**Metin Seçkisi:**
--

Hikâyenin sonunda, Samek Ayyâr ve Ferruhrûz da hayatlarını kaybederler. Ferruhruz’un oğlu Merzubân tahta çıkar. Bu süreç boyunca, “Alem Efruz” olarak da bilinen Samek Ayyâr, kahramanların her daim yanındadır. Hikâyeye heyecan ve eğlence katan Samek, öykünün en önemli karakterlerinden biridir. Anlatının temelinde bir prensin aşk arayışı yatmakla birlikte, hikâyenin asıl vurgu yaptığı tema kardeşliktir. Aynı zamanda iyi ve kötü ayyarlar arasındaki mücadeleye odaklanan hikâye, dostluk, bağlılık ve cesaret temalarını da güçlü bir şekilde işler.

3. Samek Ayyâr Hikâyesi’nin Yer Aldığı Nüshalar

Samek Ayyâr, İran coğrafyasından Osmanlı kültür-sanat ortamına taşınmış ve burada farklı nüshalarla yeniden hayat bulmuş bir hikâyedir. Hikâyenin bilinen en eski resimli nüshası, Oxford Bodleian Kütüphanesi’nde Ms. Ouseley 379-380 ve 381 numaralarıyla kayıtlı olan el yazmasıdır. Anlatının Osmanlı Türkçesine tercüme edilmiş versiyonları arasında ise Dasitan-ı Samek Ayyâr (Bayerische Staatsbibliothek, Cod.turc.202), Kıssa-i Ferruhruz (British Library, Or. 3298) ve Kıssa-i Şehr-i Şatrân (İstanbul Üniversitesi Kütüphanesi, T.9303) bulunmaktadır.

Bu makalede, Samek Ayyâr hikâyesinin farklı nüshaları tanıtılacak; özellikle bu anlatının ilk bölümlerini oluşturan resimsiz Dasitan-ı Samek Ayyâr el yazması, tasarım ve içerik açısından ilk kez detaylı bir şekilde ele alınacaktır. Hikâyenin tercüme süreci ve içeriği hakkında önemli bilgiler sunan bu el yazması, aynı zamanda Türkçe resimli nüshalarla olan bağlantısı açısından da sanat ve edebiyat tarihi yönünden büyük bir değere sahiptir.

Dasitan-ı Samek Ayyâr el yazmasının incelenmesinin ardından, 16. yüzyılın sonlarında üretilmiş olan Kıssa-i Ferruhrûz ve Kıssa-i Şehr-i Şatrân el yazmaları da tanıtılacak ve bu el yazmalarının içerikleri karşılaştırılarak anlatıdaki ilişkileri üzerinde durulacaktır. Bu karşılaştırma, Samek Ayyâr hikâyesinin Osmanlı dünyasında nasıl benimsendiğini ve dönemin kültürel birikimine nasıl katkı sunduğunu anlamak açısından da önemlidir. Son olarak, 14. yüzyıl İran coğrafyasında üretilmiş olan resimli Oxford nüshası tanıtılarak bu eserin Osmanlı dünyasındaki üretimlerle olan bağlantılarına dikkat çekilecektir.

--

**Yapılacaklar:**
- 1) Samek Ayyâr metnine göre şu soruların cevabı nedir?
(a) Ferruhruz'dan sonra tahta kim çıkar?
(b) Hikâyenin bilinen en eski resimli nüshası hangi kütüphanede kayıtlıdır?
(c) Kıssa-i Şehr-i Şatrân hangi kütüphanede bulunur?
- 2) Samek Ayyâr metninin "3. Samek Ayyâr" sözleriyle başlayıp "Kütüphanesi, T.9303) bulunmaktadır." sözlerine kadar süren kısmını aynen tekrarlar mısın?
- 3) Samek Ayyâr hikâyesinin nüshalarını anlatan metni kaldığı yerden sürdürür müsün?
Aşağıdaki satırlara gerek yok.

**Toplanan Veriler:**
--

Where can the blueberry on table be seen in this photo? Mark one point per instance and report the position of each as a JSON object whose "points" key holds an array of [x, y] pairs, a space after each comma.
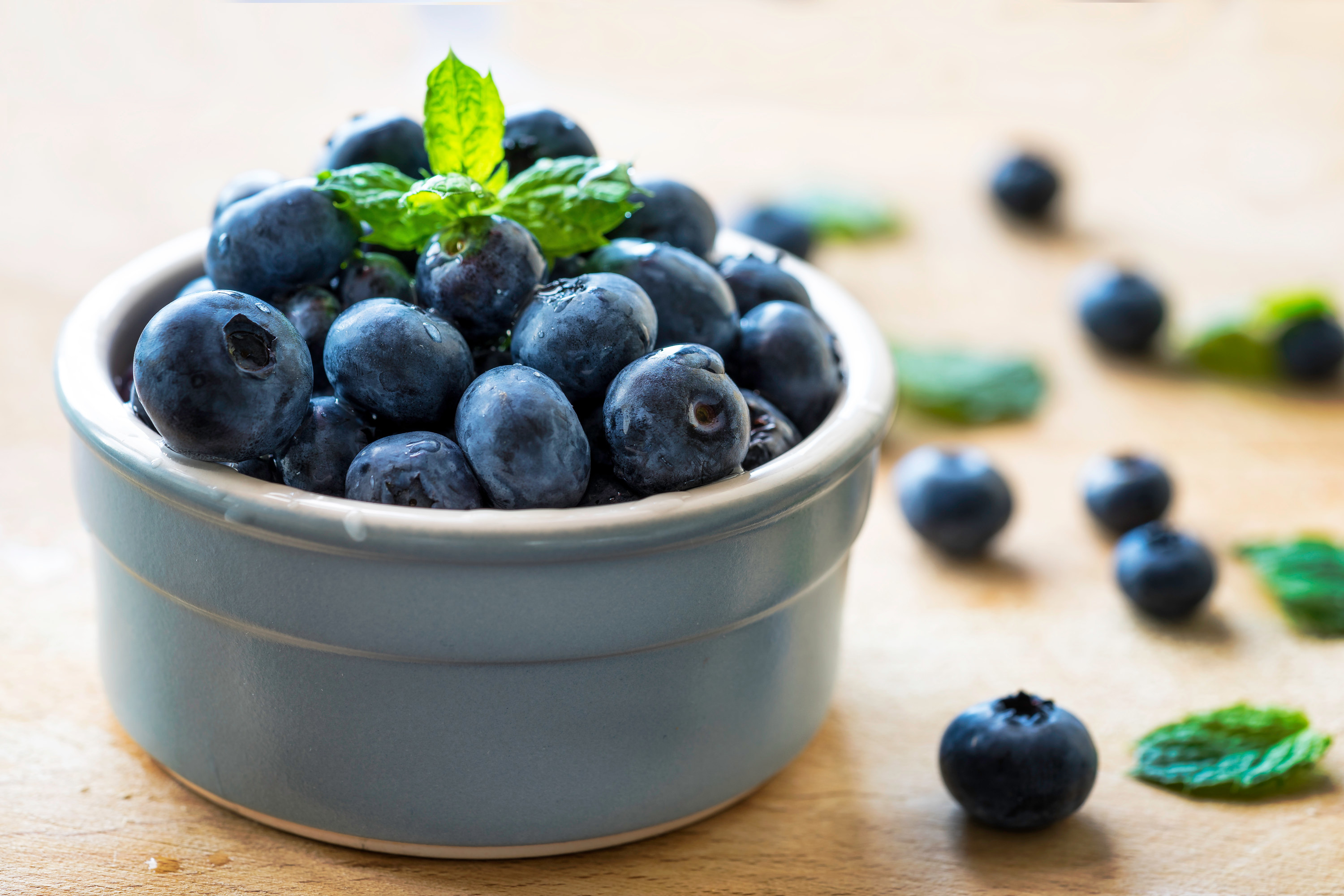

--

**Yanıtlar:**
- 1)
(a) Ferruhruz'un oğlu Merzubân.
(b) Oxford Bodleian Kütüphanesi'nde.
(c) İstanbul Üniversitesi Kütüphanesi'nde (T.9303).

- 2)
3. Samek Ayyâr Hikâyesi’nin Yer Aldığı Nüshalar

Samek Ayyâr, İran coğrafyasından Osmanlı kültür-sanat ortamına taşınmış ve burada farklı nüshalarla yeniden hayat bulmuş bir hikâyedir. Hikâyenin bilinen en eski resimli nüshası, Oxford Bodleian Kütüphanesi’nde Ms. Ouseley 379-380 ve 381 numaralarıyla kayıtlı olan el yazmasıdır. Anlatının Osmanlı Türkçesine tercüme edilmiş versiyonları arasında ise Dasitan-ı Samek Ayyâr (Bayerische Staatsbibliothek, Cod.turc.202), Kıssa-i Ferruhruz (British Library, Or. 3298) ve Kıssa-i Şehr-i Şatrân (İstanbul Üniversitesi Kütüphanesi, T.9303) bulunmaktadır.

- 3)
3.1. Dâsitân-ı Samek Ayyâr (Baayersiche Staatbibliothek; Cod. turc.202)

El yazması 34x22,5 cm ölçülerinde 344 yapraktan oluşur. Kitabın ilk iki yaprağı altın cetvelle sınırlandırılmıştır. Metin, nesih hatla, kırmızı cetvellerle sınırlandırılmış bölüme yazılmıştır. Hikâye geçişleri başlıklarla belirtilmemiştir, ancak kırmızı mürekkeple “Ezîn cânib’, ‘Râvî eydür’,‘Biz geldik Hurşîd Şâh’a” gibi ifadeler yeni hikâyelere geçildiğini gösterir. El yazmasında birçok farklı üslupta yazılar görülür. Örneğin ilk yapraklarda daha özenli ve küçük harflerle, 21 satır olarak tasarlanan yapraklar, 150b’den sonra oldukça iri harflerle 18-19 satır sayılarına düşmüş sayfalara dönüşür. Neredeyse aceleci bir tavrın hissedildiği yapraklar ve kırmızı ile yazılması tasarlanan bölüm başlarının boş bırakılması eserin yarım kaldığını, belki de sonradan tamamlanmaya çalışıldığı düşüncesini akla getirir. El yazmasının içerisinde hikayenin ilk bölümü y.227b’de son bulur. Hurşîd Şâh ile Maçin hükümdarı Ermen Şâh’ın oğlu Kazel Melek’in mücadeleleri sırasında Kâim Sultan’ın kızları tutsak düşer.[9] Hikâye Samek, pehlivan Aftab Perset’in yardımı ile Kâim Sultan’ın kızlarını saraya teslim eder ve anlatı burada biter. Ardından kitap içinde yeni bir bölüm başlar ve Hurşid Şah’ın Samek Ayyar ile maceraları y.229a’da kaldığı yerden devam eder. y.229a’nın başlığında kırmızı sade bir çerçeve içerisinde altın yaldız ile yazılmış “Bismillahirrahmanirrahîm” yazısı okunur. Anlatıcı tüm sultanların ruhuna dua edilmesini ister ve hikâyeye devam eder. Anlatı Hurşîd Şâh’ın, aşkı Mâhperi sebebi ile Ermen Şâh ve oğlu Kazel Melek ile mücadelelere devam ettiğini yazar.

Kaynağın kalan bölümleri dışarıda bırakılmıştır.